■ **INPUT**:
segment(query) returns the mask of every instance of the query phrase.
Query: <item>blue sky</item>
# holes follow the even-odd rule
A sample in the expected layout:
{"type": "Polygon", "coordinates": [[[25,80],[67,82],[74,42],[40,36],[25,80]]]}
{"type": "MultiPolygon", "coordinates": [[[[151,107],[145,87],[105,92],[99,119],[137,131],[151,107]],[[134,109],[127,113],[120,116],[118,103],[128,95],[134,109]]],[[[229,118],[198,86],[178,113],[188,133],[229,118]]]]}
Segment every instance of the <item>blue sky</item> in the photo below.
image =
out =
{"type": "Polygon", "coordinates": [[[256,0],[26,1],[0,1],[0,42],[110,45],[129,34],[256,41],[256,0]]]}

■ **EXERCISE DETAILS**: Rewrite the records above with "blue sky" changed to "clear sky" wherever it occurs, keeping everything else the same.

■ **EXERCISE OUTPUT**:
segment(query) returns the mask of every instance of the query phrase.
Query: <item>clear sky</item>
# holes follow the even-odd rule
A sample in the expected layout:
{"type": "Polygon", "coordinates": [[[25,80],[67,82],[74,42],[40,36],[25,80]]]}
{"type": "MultiPolygon", "coordinates": [[[[151,107],[145,87],[105,92],[99,119],[137,131],[151,107]],[[134,109],[127,113],[120,116],[118,103],[128,95],[134,109]]],[[[229,118],[198,86],[178,113],[188,133],[229,118]]]]}
Segment every instance of the <item>clear sky</item> in the photo below.
image =
out =
{"type": "Polygon", "coordinates": [[[256,0],[26,1],[0,1],[0,42],[110,45],[129,34],[256,41],[256,0]]]}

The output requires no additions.